#### Records shown
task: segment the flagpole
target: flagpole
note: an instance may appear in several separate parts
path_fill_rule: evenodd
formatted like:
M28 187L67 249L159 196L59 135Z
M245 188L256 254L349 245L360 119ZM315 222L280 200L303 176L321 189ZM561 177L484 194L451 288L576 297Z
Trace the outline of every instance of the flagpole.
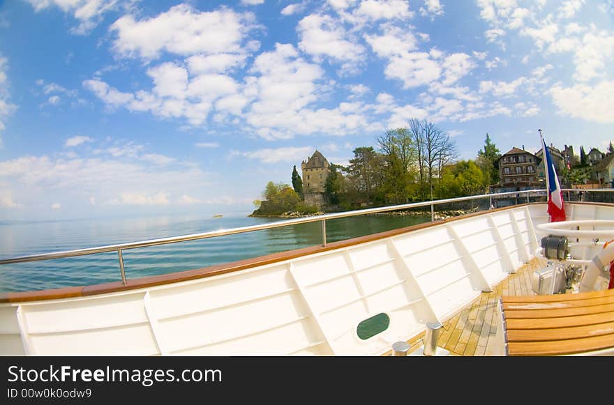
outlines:
M541 139L541 158L544 160L544 177L546 178L546 200L547 201L548 193L550 192L550 181L548 179L548 159L546 158L546 142L544 142L541 130L537 130L537 132L539 132L539 139Z

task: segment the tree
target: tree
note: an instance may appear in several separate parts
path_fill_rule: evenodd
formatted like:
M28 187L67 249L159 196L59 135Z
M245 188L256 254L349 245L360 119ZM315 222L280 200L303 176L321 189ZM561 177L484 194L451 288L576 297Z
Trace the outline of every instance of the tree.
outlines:
M473 160L460 160L442 170L439 194L442 198L481 194L488 185L487 175Z
M486 132L484 148L484 150L480 149L478 151L477 156L478 158L476 163L486 176L486 183L489 185L498 183L499 169L497 167L497 162L501 158L501 152L491 140L491 136L488 135L488 132Z
M288 184L269 181L262 192L264 201L254 211L257 214L280 214L296 209L301 202L299 195Z
M381 192L385 202L407 202L411 188L410 169L416 163L416 148L407 128L389 130L377 138L384 155Z
M297 171L296 165L292 169L292 188L294 189L294 192L299 195L303 194L303 179L301 178L301 176L299 176L299 172Z
M423 155L428 175L430 199L433 199L433 177L440 176L442 167L452 162L456 157L456 147L446 132L426 119L421 123Z
M345 171L357 191L370 198L382 183L382 156L373 146L361 146L354 149L354 158L349 163Z
M344 188L341 169L341 166L334 163L329 166L329 174L324 183L324 195L329 204L338 204L340 202Z
M420 197L424 201L424 156L422 137L422 125L420 121L416 119L410 120L410 132L412 134L412 139L414 141L414 145L416 147L416 154L418 160L418 172L420 176Z

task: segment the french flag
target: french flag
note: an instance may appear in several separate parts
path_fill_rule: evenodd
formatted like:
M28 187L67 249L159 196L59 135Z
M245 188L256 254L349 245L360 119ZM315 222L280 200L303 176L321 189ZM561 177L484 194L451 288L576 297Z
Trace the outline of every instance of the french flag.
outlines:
########
What needs to be done:
Rewrite the material between the line holding "task: segment the tree" and the line holding "M473 160L460 160L442", inclusive, as a Markdown table with columns named Row and Content. Number each line in Row, put its text in Content, and skip any blank lines.

Solution below:
| Row | Content |
|---|---|
| 1 | task: segment the tree |
| 2 | target: tree |
| 3 | note: an instance may appear in several separate parts |
| 4 | path_fill_rule: evenodd |
| 5 | formatted like: |
| 6 | M28 187L67 249L159 196L59 135Z |
| 7 | M245 188L256 254L349 245L360 119ZM315 222L280 200L303 176L321 189ZM561 177L484 194L451 288L576 297Z |
| 8 | Trace the outline of every instance of the tree. |
| 9 | outlines: |
| 10 | M473 160L460 160L442 170L439 194L442 198L481 194L488 185L487 175Z |